ABOUT THIS TASK | Could you repeat every record below exactly as written?

RECORDS |
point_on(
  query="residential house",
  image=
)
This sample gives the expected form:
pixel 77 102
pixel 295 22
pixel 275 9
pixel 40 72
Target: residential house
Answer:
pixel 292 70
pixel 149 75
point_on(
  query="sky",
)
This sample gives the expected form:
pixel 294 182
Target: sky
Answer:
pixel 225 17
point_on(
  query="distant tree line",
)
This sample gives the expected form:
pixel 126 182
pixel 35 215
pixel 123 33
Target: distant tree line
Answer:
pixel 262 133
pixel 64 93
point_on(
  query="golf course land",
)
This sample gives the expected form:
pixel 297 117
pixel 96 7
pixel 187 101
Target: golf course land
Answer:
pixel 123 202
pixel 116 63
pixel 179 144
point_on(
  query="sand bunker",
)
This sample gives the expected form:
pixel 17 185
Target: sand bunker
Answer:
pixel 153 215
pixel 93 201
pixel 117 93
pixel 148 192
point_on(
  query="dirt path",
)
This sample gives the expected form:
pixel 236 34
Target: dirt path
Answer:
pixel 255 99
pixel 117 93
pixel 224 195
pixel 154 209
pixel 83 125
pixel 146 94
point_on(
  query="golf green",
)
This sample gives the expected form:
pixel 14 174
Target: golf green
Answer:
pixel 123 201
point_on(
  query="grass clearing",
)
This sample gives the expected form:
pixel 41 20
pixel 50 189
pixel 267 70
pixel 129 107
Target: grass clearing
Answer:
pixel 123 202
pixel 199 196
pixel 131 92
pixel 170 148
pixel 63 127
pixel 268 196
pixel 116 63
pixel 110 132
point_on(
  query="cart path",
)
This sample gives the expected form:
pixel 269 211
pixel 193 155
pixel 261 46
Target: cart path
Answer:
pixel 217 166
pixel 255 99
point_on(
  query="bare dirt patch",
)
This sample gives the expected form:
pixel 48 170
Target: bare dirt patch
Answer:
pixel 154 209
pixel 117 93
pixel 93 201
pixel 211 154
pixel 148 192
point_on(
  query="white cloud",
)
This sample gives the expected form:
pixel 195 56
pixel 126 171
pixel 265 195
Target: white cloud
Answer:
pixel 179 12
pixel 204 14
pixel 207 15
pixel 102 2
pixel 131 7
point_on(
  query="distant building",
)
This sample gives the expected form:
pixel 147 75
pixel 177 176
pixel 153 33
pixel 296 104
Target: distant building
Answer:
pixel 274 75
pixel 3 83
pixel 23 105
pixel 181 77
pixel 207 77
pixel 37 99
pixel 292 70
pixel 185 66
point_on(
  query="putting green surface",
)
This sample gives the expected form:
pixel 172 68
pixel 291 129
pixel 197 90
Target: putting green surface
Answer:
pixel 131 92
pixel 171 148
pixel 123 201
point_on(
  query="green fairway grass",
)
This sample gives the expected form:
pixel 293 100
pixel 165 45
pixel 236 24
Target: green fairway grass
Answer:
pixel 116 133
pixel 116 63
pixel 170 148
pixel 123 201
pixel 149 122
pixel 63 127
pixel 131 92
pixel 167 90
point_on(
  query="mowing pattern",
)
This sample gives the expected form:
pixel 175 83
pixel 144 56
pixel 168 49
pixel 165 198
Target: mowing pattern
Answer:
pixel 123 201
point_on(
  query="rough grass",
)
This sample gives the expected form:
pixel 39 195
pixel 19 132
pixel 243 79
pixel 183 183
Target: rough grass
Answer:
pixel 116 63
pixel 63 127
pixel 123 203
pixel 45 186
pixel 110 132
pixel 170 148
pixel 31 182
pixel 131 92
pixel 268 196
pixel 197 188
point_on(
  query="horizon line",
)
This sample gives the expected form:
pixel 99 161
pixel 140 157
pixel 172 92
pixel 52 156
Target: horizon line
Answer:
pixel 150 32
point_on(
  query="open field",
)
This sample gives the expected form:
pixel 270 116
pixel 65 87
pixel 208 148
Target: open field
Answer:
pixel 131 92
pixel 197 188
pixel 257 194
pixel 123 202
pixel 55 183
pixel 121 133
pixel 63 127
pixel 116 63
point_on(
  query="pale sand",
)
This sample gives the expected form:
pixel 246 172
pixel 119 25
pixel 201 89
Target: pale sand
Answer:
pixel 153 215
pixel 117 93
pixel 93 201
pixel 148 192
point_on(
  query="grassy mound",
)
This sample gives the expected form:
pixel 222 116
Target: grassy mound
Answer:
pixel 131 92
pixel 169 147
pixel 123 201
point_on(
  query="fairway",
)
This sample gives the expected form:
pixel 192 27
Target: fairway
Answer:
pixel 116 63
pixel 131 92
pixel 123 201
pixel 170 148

REPLY TO THE TASK |
point_on(
  query="residential house",
  image=
)
This sample gives the expected form:
pixel 77 102
pixel 295 22
pixel 275 9
pixel 40 72
Target: residential house
Answer:
pixel 292 70
pixel 149 75
point_on(
  query="sky",
)
This sample gives the expected form:
pixel 294 182
Target: sky
Answer:
pixel 225 17
point_on(
  query="distant tree line",
)
This sample gives the expected form:
pixel 126 182
pixel 35 215
pixel 123 33
Target: distant tree line
Answer:
pixel 262 133
pixel 64 93
point_on(
  query="golf course land",
)
This sample gives the expected form:
pixel 297 117
pixel 96 7
pixel 187 101
Target: golf course land
Answer:
pixel 123 202
pixel 116 63
pixel 179 144
point_on(
  query="sand bunker",
)
This sample gives the expected form:
pixel 17 185
Target: sand bunker
Answer:
pixel 153 215
pixel 93 201
pixel 117 93
pixel 148 192
point_on(
  query="dirt path",
)
This sample gives the expected form:
pixel 236 34
Target: dirt path
Answer:
pixel 255 99
pixel 117 93
pixel 224 195
pixel 154 209
pixel 83 125
pixel 146 94
point_on(
  query="golf green",
)
This sample gives the expected form:
pixel 14 174
Target: golf green
Answer:
pixel 123 201
point_on(
  query="grass clearing",
)
This sample gives the expected form:
pixel 41 20
pixel 50 189
pixel 267 70
pixel 129 107
Target: grass clearing
Answer:
pixel 123 202
pixel 199 196
pixel 131 92
pixel 170 148
pixel 63 127
pixel 268 196
pixel 116 63
pixel 110 132
point_on(
  query="cart path",
)
This sample gives the expected form:
pixel 269 211
pixel 193 155
pixel 261 46
Target: cart path
Answer:
pixel 217 166
pixel 255 99
point_on(
  query="bare dirt patch",
)
This sample gives the expected form:
pixel 48 170
Target: bare dirt patch
Answer:
pixel 154 209
pixel 117 93
pixel 93 201
pixel 211 154
pixel 148 192
point_on(
  query="white cloud",
)
This sample gives the expected form:
pixel 195 56
pixel 126 171
pixel 265 195
Target: white cloud
Answer:
pixel 179 12
pixel 204 14
pixel 207 15
pixel 102 2
pixel 131 7
point_on(
  query="distant building",
)
This sample gives the expected form:
pixel 147 75
pixel 177 176
pixel 153 33
pixel 296 104
Target: distant building
Answer:
pixel 274 75
pixel 3 83
pixel 23 105
pixel 181 77
pixel 207 77
pixel 37 99
pixel 292 70
pixel 185 66
point_on(
  query="putting green surface",
)
This sample gives the expected form:
pixel 172 68
pixel 291 129
pixel 197 90
Target: putting green surface
Answer:
pixel 131 92
pixel 171 148
pixel 123 201
point_on(
  query="green fairway grass",
)
This sample gives the expected form:
pixel 293 100
pixel 165 45
pixel 236 24
Target: green fairway grass
Answer:
pixel 116 133
pixel 116 63
pixel 170 148
pixel 123 201
pixel 149 122
pixel 63 127
pixel 131 92
pixel 167 90
point_on(
  query="mowing pattern",
)
This sample gives the expected form:
pixel 175 83
pixel 144 56
pixel 168 49
pixel 165 198
Target: mowing pattern
Answer:
pixel 123 201
point_on(
  query="rough grass",
)
This sample gives the expected form:
pixel 39 195
pixel 19 132
pixel 243 79
pixel 183 183
Target: rough grass
Answer:
pixel 116 63
pixel 63 127
pixel 123 203
pixel 45 186
pixel 110 132
pixel 170 148
pixel 31 182
pixel 131 92
pixel 268 196
pixel 197 188
point_on(
  query="horizon line",
)
This sample gives the expected form:
pixel 99 161
pixel 140 157
pixel 172 92
pixel 52 156
Target: horizon line
Answer:
pixel 150 32
point_on(
  query="open field",
)
This sample gives the expected form:
pixel 270 116
pixel 65 87
pixel 208 148
Target: open field
Answer:
pixel 131 92
pixel 197 188
pixel 257 194
pixel 123 202
pixel 55 183
pixel 121 133
pixel 63 127
pixel 116 63
point_on(
  query="pale sand",
)
This sample gives the expected form:
pixel 246 172
pixel 119 25
pixel 201 89
Target: pale sand
Answer:
pixel 153 215
pixel 117 93
pixel 93 201
pixel 148 192
point_on(
  query="grassy mound",
)
This sample gives the expected form:
pixel 222 116
Target: grassy mound
Answer:
pixel 131 92
pixel 169 147
pixel 123 201
point_on(
  query="fairway",
)
This sample gives the expected form:
pixel 192 27
Target: fairway
Answer:
pixel 116 63
pixel 131 92
pixel 123 201
pixel 170 148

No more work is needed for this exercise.